Sikap yang sangat bijaksana bagaimana menyikapi perbedaan pendapat mengenai soal fikih (furu’), pernah dicontohkan oleh Syaikh Abdurrahman al-Sudais. Imam Besar Masjidil Haram ini pada suatu kesempatan ‘didaulat’ menjadi khatib dan Imam salat Jumat (31 November 2014) di Masjid Istiqlal. Ketika memimpin salat tersebut beliau menjaharkan (mengeraskan) bacaan “basmalah” saat memulai surat “alfatihah” pada rakaat pertama. Tidak hanya itu, beliau juga menjaharkan bacaan basmalah sebelum memulai membaca surat (surat al A’la). Pada rakaat kedua, beliau membaca bacaan basmalah secara perlahan (sir) demikian juga ketika memulai membaca surat setelah alfatihah. Padahal, beliau adalah seorang penganut wahabi yang secara fikih berafiliasi ke Madzhab Hambali yang mentradisikan basmalah dibaca secara pelan (sirr). Alumnus S-3 Ummul Qurro dengan predikat Cumlaude ini, pasti tahu bahwa di Indonesia pada umumnya menjaharkan bacaan basmalah karena mayoritas umat Islam menganut Madzhab Syafi’i. Akan tetapi, pada saat yang sama beliau juga tahu bahwa di Indonesia pun ada umat Islam yang secara fikih mengikuti madzhab yang tidak menjaharkan bacaan basmalah.

- [Cuplikan Data]
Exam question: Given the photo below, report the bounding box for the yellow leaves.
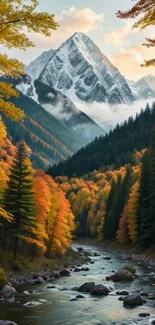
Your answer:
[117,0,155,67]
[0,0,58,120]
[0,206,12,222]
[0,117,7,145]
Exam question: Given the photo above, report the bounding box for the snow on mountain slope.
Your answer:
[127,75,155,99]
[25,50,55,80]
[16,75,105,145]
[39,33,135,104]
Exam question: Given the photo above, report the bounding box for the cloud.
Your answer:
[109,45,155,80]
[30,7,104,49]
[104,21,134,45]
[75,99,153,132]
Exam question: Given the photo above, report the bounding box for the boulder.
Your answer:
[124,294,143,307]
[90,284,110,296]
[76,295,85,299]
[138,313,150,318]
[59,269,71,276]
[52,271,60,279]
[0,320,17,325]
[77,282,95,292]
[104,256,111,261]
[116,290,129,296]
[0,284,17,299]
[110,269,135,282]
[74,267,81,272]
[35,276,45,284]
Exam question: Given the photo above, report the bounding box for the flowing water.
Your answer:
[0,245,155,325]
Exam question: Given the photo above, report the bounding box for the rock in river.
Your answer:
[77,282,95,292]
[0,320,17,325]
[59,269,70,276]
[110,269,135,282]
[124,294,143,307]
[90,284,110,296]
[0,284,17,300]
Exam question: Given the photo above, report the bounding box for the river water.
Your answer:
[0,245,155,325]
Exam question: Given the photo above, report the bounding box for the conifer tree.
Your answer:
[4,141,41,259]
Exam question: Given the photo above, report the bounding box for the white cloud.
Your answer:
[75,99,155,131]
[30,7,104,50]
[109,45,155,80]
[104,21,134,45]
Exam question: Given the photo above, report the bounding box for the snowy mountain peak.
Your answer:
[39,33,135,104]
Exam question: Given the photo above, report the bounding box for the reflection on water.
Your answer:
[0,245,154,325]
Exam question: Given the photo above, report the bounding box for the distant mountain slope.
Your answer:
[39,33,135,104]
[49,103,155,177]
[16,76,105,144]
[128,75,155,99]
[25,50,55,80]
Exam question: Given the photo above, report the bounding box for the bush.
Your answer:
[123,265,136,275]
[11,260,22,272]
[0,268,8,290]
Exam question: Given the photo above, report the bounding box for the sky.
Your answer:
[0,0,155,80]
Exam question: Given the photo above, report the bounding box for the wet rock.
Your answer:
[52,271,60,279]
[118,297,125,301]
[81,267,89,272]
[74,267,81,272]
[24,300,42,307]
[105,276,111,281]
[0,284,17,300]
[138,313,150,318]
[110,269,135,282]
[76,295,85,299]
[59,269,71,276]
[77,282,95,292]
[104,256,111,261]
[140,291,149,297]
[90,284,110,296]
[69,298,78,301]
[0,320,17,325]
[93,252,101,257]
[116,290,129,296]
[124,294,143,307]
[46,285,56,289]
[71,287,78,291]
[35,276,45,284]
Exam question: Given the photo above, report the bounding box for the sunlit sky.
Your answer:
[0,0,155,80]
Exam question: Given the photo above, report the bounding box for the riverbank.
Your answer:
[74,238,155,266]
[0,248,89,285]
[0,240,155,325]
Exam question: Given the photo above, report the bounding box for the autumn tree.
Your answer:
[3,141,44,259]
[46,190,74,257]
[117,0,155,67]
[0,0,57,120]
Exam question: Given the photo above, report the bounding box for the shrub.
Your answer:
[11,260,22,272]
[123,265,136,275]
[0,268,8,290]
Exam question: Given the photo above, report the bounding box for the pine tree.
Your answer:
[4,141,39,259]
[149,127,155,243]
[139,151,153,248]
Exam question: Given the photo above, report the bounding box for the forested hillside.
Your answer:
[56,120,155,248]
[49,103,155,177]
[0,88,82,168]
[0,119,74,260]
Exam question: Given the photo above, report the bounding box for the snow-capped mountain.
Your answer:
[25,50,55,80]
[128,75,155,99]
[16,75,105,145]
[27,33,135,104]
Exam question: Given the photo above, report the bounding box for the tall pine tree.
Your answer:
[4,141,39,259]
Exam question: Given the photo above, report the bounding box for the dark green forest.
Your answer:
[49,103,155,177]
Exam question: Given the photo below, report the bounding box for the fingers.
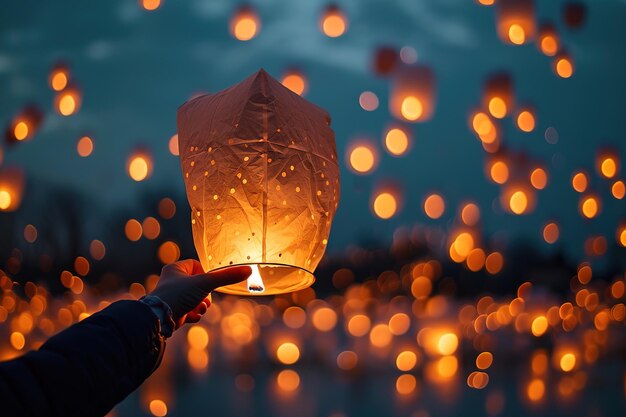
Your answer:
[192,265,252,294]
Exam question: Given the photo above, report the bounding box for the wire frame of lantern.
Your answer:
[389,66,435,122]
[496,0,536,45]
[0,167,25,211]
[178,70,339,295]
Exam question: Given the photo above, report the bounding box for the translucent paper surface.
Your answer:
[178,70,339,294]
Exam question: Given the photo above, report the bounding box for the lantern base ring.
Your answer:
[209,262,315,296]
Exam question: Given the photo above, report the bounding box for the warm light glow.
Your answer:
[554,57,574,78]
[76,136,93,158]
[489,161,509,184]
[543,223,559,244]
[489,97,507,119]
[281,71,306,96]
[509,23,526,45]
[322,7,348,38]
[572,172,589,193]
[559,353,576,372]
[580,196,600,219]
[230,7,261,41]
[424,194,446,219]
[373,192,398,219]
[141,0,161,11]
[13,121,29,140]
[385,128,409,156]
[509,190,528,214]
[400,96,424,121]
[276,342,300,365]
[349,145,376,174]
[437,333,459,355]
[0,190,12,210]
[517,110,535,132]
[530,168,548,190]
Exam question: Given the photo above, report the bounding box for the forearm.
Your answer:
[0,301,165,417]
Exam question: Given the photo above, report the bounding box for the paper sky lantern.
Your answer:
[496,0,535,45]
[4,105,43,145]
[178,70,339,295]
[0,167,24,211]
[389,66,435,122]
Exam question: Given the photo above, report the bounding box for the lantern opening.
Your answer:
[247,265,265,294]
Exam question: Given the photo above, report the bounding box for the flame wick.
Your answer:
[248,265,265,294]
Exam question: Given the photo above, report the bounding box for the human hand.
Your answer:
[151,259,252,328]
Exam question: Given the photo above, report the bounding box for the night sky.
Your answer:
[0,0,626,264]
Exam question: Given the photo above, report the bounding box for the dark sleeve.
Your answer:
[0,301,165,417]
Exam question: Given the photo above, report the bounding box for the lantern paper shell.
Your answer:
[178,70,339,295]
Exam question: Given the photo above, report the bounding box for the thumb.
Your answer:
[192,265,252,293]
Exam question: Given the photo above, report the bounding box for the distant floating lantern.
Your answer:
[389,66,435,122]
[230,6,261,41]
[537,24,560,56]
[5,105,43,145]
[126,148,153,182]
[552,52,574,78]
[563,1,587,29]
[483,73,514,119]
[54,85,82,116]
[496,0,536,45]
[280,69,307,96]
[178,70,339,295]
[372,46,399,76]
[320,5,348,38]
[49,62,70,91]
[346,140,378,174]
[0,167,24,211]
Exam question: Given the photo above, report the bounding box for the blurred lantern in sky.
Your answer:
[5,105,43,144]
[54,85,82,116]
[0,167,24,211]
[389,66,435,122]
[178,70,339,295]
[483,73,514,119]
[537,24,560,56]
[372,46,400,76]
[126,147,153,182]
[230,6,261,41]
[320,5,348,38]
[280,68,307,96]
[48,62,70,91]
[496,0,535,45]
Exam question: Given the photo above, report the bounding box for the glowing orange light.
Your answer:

- [Tugas Anda]
Bagaimana kelanjutan teks tentang bacaan basmalah Syaikh Abdurrahman al-Sudais di Masjid Istiqlal? Teruskan teks itu mulai sesudah kalimat terakhirnya.

- [Jawaban]
Sikap yang ditunjukkan oleh imam–kelahiran 10 Februari 1960 dan bergelar professor doktor di masjid kebanggan Indonesia—itu, seolah memberikan pesan, bahwa membaca basmalah, baik secara keras (jahar) atau pelan (sir) sama-sama tidak dilarang. Praktik yang ditunjukkan ulama bersuara merdu ini, tentu perlu kita contoh. Kepada umat, beliau seolah hendak menyampaikan pesan, bahwa perbedaan masalah fikih (furu’) tidak perlu dipegangi secara mutlak dan dibesar-besarkan. Dalam menyikapi perbedaan furu’ ini perlu ditunjukkan dengan sikap bijak di mana pun berada. Demi keamanan dan kenyamanan hidup, bahkan sikap bijak menyikapi perbedaan ini, juga perlu kita kontekstualkan ketika menyikapi perbedaan yang ada pada semua aspek kehidupan dan sering terjadi di sekeliling kita. Implementasinya ialah “bagaimana membiasakan tidak (terlalu) bersitegang dalam hal-hal yang bukan prinsip.” Komitmen demikian perlu kita tanamkan dalam diri kita, agar energi kita tidak terbiasa terbuang percuma untuk hal-hal yang kurang produktif, tidak penting, dan kurang memberikan manfaat bagi kehidupan.
BIO DATA PENULIS
Nama : Drs.H. ASMU’I SYARKOWI, M.H.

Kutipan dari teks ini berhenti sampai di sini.